** Start of Records for this task **

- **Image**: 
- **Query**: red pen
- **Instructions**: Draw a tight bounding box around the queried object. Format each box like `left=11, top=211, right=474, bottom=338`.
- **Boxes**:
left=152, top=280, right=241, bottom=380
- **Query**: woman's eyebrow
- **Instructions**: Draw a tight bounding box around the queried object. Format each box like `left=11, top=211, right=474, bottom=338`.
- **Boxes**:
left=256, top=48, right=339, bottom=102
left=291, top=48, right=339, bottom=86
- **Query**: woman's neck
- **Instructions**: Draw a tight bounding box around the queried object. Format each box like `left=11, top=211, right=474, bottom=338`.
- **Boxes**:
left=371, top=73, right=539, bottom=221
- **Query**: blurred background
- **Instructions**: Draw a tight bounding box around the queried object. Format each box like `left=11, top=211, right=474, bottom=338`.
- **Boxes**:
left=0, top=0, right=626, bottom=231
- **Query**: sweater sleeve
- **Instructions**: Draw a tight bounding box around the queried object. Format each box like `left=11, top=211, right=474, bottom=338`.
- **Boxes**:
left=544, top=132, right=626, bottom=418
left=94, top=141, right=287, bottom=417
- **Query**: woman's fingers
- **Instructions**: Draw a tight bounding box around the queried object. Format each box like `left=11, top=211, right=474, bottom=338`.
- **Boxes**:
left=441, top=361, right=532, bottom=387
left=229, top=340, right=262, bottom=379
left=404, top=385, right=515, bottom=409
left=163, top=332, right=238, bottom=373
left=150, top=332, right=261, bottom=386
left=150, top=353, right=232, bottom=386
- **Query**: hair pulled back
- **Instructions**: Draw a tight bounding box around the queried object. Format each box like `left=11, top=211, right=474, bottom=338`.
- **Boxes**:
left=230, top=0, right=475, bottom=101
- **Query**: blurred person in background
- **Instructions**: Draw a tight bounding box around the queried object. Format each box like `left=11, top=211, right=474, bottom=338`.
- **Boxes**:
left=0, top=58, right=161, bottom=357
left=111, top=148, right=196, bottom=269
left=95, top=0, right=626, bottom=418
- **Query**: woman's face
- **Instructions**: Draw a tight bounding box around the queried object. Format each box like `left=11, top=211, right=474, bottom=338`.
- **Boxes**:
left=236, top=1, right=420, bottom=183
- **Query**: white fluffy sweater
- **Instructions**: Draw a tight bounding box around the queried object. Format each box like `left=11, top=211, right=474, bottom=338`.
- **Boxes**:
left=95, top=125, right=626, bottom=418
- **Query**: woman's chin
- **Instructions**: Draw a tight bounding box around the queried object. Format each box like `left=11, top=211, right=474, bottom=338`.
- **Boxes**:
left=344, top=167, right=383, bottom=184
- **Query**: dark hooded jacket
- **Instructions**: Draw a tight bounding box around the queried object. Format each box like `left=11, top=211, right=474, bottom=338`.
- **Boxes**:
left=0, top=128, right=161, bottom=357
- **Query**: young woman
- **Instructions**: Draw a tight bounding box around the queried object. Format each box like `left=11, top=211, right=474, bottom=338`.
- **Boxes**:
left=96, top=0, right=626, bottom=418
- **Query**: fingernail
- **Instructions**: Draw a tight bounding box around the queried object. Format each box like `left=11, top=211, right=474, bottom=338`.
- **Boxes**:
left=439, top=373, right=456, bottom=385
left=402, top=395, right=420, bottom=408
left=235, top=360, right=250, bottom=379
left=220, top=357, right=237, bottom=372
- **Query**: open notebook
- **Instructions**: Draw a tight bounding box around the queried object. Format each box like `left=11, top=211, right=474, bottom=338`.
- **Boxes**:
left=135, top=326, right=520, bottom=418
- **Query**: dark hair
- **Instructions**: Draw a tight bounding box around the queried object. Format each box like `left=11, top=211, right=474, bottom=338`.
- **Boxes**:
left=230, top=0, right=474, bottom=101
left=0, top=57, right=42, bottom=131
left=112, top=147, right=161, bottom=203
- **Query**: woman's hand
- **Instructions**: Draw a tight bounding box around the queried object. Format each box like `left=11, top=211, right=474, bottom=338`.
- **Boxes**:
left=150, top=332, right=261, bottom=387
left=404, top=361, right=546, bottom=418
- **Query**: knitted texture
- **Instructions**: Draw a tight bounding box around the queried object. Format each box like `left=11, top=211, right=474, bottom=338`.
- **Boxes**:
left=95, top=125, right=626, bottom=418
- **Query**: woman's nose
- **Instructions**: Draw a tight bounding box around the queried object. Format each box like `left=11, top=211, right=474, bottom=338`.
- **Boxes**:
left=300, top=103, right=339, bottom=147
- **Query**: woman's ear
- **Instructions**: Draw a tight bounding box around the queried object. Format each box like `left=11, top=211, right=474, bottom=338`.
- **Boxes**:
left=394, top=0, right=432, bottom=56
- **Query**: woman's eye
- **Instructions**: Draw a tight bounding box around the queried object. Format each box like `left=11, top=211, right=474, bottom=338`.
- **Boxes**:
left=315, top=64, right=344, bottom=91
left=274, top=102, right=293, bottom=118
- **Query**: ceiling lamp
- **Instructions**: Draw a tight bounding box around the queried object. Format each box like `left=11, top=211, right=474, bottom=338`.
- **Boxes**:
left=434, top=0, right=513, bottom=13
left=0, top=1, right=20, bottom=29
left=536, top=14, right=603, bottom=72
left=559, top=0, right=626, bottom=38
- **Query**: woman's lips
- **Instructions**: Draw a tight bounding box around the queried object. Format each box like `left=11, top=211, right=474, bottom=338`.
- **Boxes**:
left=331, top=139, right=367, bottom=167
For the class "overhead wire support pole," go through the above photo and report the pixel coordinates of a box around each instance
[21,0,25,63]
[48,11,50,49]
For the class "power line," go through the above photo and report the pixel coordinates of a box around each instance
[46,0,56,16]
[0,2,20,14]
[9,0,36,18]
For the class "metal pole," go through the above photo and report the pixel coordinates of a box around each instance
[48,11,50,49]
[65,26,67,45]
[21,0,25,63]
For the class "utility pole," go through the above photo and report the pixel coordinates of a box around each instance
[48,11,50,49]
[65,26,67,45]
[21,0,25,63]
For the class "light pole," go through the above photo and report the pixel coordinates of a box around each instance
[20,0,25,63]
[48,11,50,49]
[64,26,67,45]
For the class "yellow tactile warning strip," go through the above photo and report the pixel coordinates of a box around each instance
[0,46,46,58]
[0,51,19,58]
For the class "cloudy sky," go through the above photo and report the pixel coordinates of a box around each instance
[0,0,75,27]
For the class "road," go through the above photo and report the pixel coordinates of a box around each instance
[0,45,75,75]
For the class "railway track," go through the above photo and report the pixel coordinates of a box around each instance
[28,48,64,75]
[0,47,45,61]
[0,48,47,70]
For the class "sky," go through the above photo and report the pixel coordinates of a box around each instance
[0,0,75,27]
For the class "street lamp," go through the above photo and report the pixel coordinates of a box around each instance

** End of Records for this task **

**What to do:**
Reproduce the material from its first line up to and including the line with "left=95, top=0, right=626, bottom=418", changing every "woman's" to "person's" and leaving everything else unchanged.

**The result:**
- **Image**: 
- **Query**: red pen
- **Instructions**: Draw a tight bounding box around the queried object. Format each box like `left=11, top=211, right=474, bottom=338`.
- **Boxes**:
left=152, top=280, right=241, bottom=380
- **Query**: person's eyebrow
- **Instructions**: Draw a tight bounding box around the queried object. Format each box like `left=11, top=211, right=474, bottom=338`.
- **Boxes**:
left=256, top=48, right=339, bottom=102
left=291, top=48, right=339, bottom=86
- **Query**: person's neck
- **Instructions**: Draw a tight bounding box around the queried object. Format each box like `left=11, top=211, right=474, bottom=338`.
- **Boxes**:
left=371, top=73, right=539, bottom=221
- **Query**: blurred background
- **Instructions**: Draw a tight bounding box around the queried object. Format each box like `left=11, top=211, right=474, bottom=338`.
- **Boxes**:
left=0, top=0, right=626, bottom=231
- **Query**: sweater sleeve
- **Instructions**: Draw a tight bounding box around the queried object. Format each box like `left=11, top=211, right=474, bottom=338`.
- **Boxes**:
left=544, top=132, right=626, bottom=418
left=94, top=141, right=287, bottom=417
- **Query**: person's fingers
- **Instructions**: Draw a tight bounding box around the queried object. Format each box like `left=11, top=211, right=474, bottom=338`.
- **Boxes**:
left=441, top=361, right=532, bottom=387
left=229, top=340, right=262, bottom=379
left=404, top=385, right=515, bottom=409
left=163, top=332, right=238, bottom=373
left=150, top=332, right=261, bottom=386
left=150, top=353, right=232, bottom=386
- **Query**: hair pulled back
- **Instructions**: Draw a tight bounding box around the queried object. Format each box like `left=11, top=211, right=474, bottom=338`.
- **Boxes**:
left=230, top=0, right=475, bottom=101
- **Query**: blurred person in background
- **Instructions**: Draw a tight bounding box around the queried object. Format each box like `left=11, top=211, right=474, bottom=338`.
- **Boxes**:
left=0, top=58, right=161, bottom=357
left=111, top=148, right=196, bottom=269
left=95, top=0, right=626, bottom=418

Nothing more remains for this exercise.